* [DO THIS] Count the lines in the items below that contain the string "wall", matching case exactly. Reply with the number alone.

* [PROVIDED DATA]

+-------+

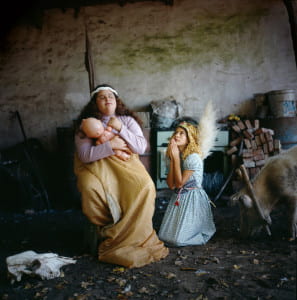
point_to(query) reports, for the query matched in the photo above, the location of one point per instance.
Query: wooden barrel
(282, 103)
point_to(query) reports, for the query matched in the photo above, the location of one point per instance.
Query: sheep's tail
(207, 130)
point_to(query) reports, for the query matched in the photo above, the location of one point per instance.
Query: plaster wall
(193, 51)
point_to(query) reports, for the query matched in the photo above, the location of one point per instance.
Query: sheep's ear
(246, 201)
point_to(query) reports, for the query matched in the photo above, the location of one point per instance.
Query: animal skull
(45, 265)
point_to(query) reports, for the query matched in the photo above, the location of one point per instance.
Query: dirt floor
(225, 268)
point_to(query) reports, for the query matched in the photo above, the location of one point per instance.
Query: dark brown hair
(91, 109)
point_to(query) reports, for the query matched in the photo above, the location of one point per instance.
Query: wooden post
(253, 196)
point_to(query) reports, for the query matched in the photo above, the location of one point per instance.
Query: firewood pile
(251, 145)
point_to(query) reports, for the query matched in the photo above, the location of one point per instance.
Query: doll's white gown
(188, 219)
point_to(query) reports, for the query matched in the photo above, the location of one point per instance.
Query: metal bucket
(282, 103)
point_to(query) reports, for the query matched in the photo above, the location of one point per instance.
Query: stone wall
(192, 51)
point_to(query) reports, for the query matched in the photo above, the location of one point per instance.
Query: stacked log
(258, 144)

+-------+

* [ANSWER TO THE PROBLEM] 2